Entries provided
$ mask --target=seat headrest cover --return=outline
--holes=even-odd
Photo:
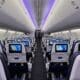
[[[80,55],[74,61],[69,80],[80,80]]]

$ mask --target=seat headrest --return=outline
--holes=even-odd
[[[80,55],[74,61],[69,80],[80,80]]]

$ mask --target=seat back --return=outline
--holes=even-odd
[[[2,54],[0,54],[0,80],[10,80],[7,63]]]
[[[74,61],[69,80],[80,80],[80,55]]]

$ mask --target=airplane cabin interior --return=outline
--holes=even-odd
[[[80,80],[80,0],[0,0],[0,80]]]

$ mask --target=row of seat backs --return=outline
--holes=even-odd
[[[69,80],[80,80],[80,55],[75,58]]]
[[[0,80],[10,80],[6,57],[2,53],[0,53]]]

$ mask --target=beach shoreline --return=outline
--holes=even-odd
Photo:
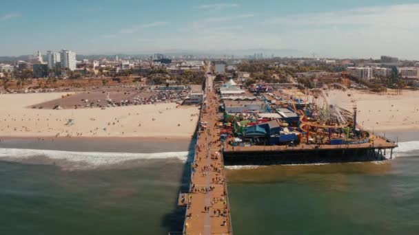
[[[62,93],[4,94],[0,98],[1,137],[191,138],[199,107],[174,102],[106,109],[28,109]]]

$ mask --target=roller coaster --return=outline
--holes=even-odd
[[[334,89],[340,89],[345,93],[348,100],[343,101],[349,104],[351,111],[332,104],[329,95]],[[311,132],[316,135],[329,135],[330,142],[332,132],[345,133],[347,139],[349,131],[351,129],[354,132],[356,130],[356,100],[349,89],[333,83],[321,89],[306,89],[305,93],[309,104],[303,109],[297,109],[293,102],[293,107],[300,115],[299,128],[306,133],[307,142]],[[359,137],[366,135],[361,131],[358,131],[358,134]]]

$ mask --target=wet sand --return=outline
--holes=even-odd
[[[198,107],[176,103],[46,110],[28,108],[63,93],[0,96],[0,136],[191,137]]]
[[[165,153],[186,151],[192,138],[1,137],[0,148],[76,152]]]

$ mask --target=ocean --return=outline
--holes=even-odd
[[[416,134],[391,161],[229,168],[234,234],[418,234]],[[193,142],[93,142],[2,139],[0,234],[180,231]]]

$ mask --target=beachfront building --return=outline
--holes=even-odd
[[[224,111],[227,113],[264,113],[266,103],[260,100],[225,100]]]
[[[201,85],[191,85],[191,91],[185,99],[185,104],[200,104],[204,100],[204,91]]]
[[[35,64],[32,69],[34,78],[46,78],[48,76],[48,65]]]
[[[220,87],[220,93],[221,93],[222,96],[243,94],[245,93],[245,91],[240,89],[232,79],[230,79]]]
[[[10,74],[14,71],[14,66],[10,65],[0,64],[0,71]]]
[[[63,49],[60,55],[61,69],[68,69],[71,71],[76,70],[76,53],[72,51]]]
[[[61,55],[58,52],[52,52],[51,51],[47,52],[47,62],[48,63],[48,68],[52,69],[57,65],[57,63],[61,62]]]
[[[418,78],[418,68],[402,67],[397,68],[397,71],[402,78]]]
[[[390,75],[391,75],[391,69],[385,68],[382,67],[376,67],[373,69],[373,74],[374,78],[387,78],[389,77]]]
[[[223,63],[216,63],[215,73],[217,74],[224,74],[225,73],[225,65]]]
[[[238,71],[237,72],[237,80],[239,82],[246,82],[250,79],[250,74],[244,71]]]
[[[351,76],[358,79],[370,80],[372,78],[372,69],[369,67],[349,67],[347,70]]]

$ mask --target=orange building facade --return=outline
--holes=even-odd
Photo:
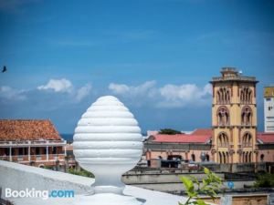
[[[258,81],[235,68],[225,67],[213,77],[212,128],[190,134],[159,135],[153,132],[144,142],[151,167],[159,159],[172,164],[211,161],[214,163],[274,162],[274,132],[257,130]]]
[[[0,120],[0,159],[37,167],[63,165],[66,141],[49,120]]]

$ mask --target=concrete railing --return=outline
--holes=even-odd
[[[2,198],[8,200],[14,205],[79,205],[86,201],[86,204],[96,204],[92,196],[87,195],[93,192],[90,185],[94,179],[58,172],[41,168],[30,167],[18,163],[0,160],[0,188],[2,188]],[[6,188],[13,190],[25,190],[26,189],[36,189],[38,190],[74,190],[73,199],[51,199],[42,200],[40,198],[5,198]],[[143,205],[177,205],[178,201],[184,201],[185,198],[172,194],[144,190],[141,188],[125,186],[125,195],[137,198]],[[93,199],[94,200],[94,199]],[[107,201],[113,200],[113,196],[108,195]],[[85,203],[83,203],[85,204]],[[100,205],[117,204],[100,203]],[[121,203],[120,205],[122,205]],[[131,205],[131,203],[128,203]]]

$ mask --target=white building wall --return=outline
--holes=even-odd
[[[274,132],[274,97],[264,97],[265,132]]]

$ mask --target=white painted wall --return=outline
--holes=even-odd
[[[265,132],[274,132],[274,97],[264,97]]]
[[[0,160],[0,187],[2,190],[74,190],[78,194],[74,199],[11,199],[15,205],[123,205],[119,203],[119,195],[95,194],[84,196],[81,194],[92,191],[90,184],[94,179],[41,168],[21,165],[14,162]],[[126,186],[125,195],[132,195],[143,201],[143,205],[177,205],[184,198],[172,194],[144,190],[137,187]],[[97,197],[94,197],[97,196]],[[2,196],[3,197],[3,196]],[[128,203],[127,205],[131,205]]]

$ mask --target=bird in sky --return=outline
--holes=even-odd
[[[6,67],[5,66],[4,66],[3,70],[2,70],[2,73],[5,73],[5,72],[6,72]]]

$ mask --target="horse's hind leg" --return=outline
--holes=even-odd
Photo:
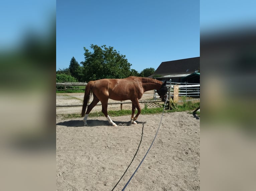
[[[141,109],[140,108],[140,104],[139,103],[139,100],[138,99],[137,99],[134,100],[132,100],[132,102],[133,106],[134,105],[134,106],[137,108],[138,110],[138,112],[137,112],[137,114],[135,116],[134,118],[133,118],[133,119],[131,120],[131,123],[133,124],[137,124],[137,123],[135,120],[138,118],[138,116],[141,111]],[[135,109],[134,109],[134,111],[135,110]],[[133,117],[133,116],[132,116],[132,117]]]
[[[134,115],[134,113],[135,113],[135,109],[136,109],[135,105],[133,103],[132,104],[132,116],[131,117],[131,123],[132,124],[137,124],[136,122],[133,119],[133,117]]]
[[[109,123],[112,125],[112,126],[117,126],[116,124],[114,123],[112,120],[111,120],[110,117],[108,114],[108,99],[104,101],[101,100],[101,104],[102,106],[102,112],[105,115],[107,119],[108,119]]]
[[[92,102],[87,107],[87,110],[86,110],[86,112],[85,113],[85,118],[84,118],[84,125],[85,126],[88,126],[88,124],[87,121],[87,118],[88,116],[89,115],[89,113],[92,110],[95,105],[98,103],[100,101],[100,100],[94,94],[93,94],[93,100]]]

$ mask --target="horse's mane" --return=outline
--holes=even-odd
[[[153,79],[153,78],[149,78],[137,77],[136,76],[130,76],[129,78],[132,79],[133,80],[134,80],[136,78],[140,79],[142,82],[153,82],[154,83],[160,84],[161,84],[162,83],[160,81],[159,81],[155,79]]]
[[[162,82],[153,78],[142,78],[142,82],[153,82],[157,84],[162,83]]]

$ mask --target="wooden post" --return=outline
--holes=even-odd
[[[173,86],[173,102],[177,104],[179,100],[179,86]]]

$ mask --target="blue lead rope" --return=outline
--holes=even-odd
[[[155,134],[155,137],[154,138],[154,139],[153,140],[153,141],[152,142],[152,143],[151,143],[151,145],[150,145],[150,146],[149,147],[149,148],[148,149],[148,151],[147,151],[147,152],[146,153],[146,154],[145,154],[145,155],[144,156],[144,157],[143,157],[143,158],[142,159],[142,160],[141,161],[140,163],[139,164],[139,166],[138,166],[138,167],[137,167],[137,168],[136,169],[136,170],[135,170],[135,171],[133,173],[133,174],[132,174],[132,176],[131,177],[131,178],[130,178],[130,179],[129,179],[129,180],[127,182],[127,183],[126,183],[126,184],[125,184],[125,185],[124,187],[123,188],[122,190],[122,191],[123,191],[125,189],[125,188],[126,187],[126,186],[128,185],[129,183],[130,182],[130,181],[131,181],[131,180],[132,178],[132,177],[133,177],[133,176],[134,176],[134,174],[135,174],[135,173],[136,173],[136,172],[137,171],[137,170],[139,169],[139,167],[140,166],[140,165],[141,164],[142,162],[143,162],[143,161],[144,160],[144,159],[145,159],[145,157],[146,157],[146,156],[147,156],[147,155],[148,154],[148,151],[149,151],[149,150],[150,149],[150,148],[151,148],[151,146],[152,146],[152,145],[153,144],[153,143],[154,143],[154,141],[155,141],[155,138],[156,137],[156,135],[157,134],[157,133],[158,132],[158,130],[159,130],[159,128],[160,127],[160,125],[161,125],[161,123],[162,122],[162,119],[163,118],[163,113],[164,111],[164,108],[165,108],[165,104],[166,104],[166,102],[167,101],[167,99],[165,100],[165,102],[164,103],[164,106],[163,107],[163,113],[162,113],[162,117],[161,118],[161,120],[160,120],[160,123],[159,124],[159,126],[158,127],[158,128],[157,129],[157,130],[156,131],[156,133]]]

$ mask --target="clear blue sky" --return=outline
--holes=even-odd
[[[57,0],[56,70],[84,47],[111,46],[131,69],[156,69],[162,62],[200,56],[199,0]]]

To be done
State how many lines of the entries above contain the string "horse", treating uppercase and lowercase letters as distinct. Reply with the number alone.

Answer to this task
2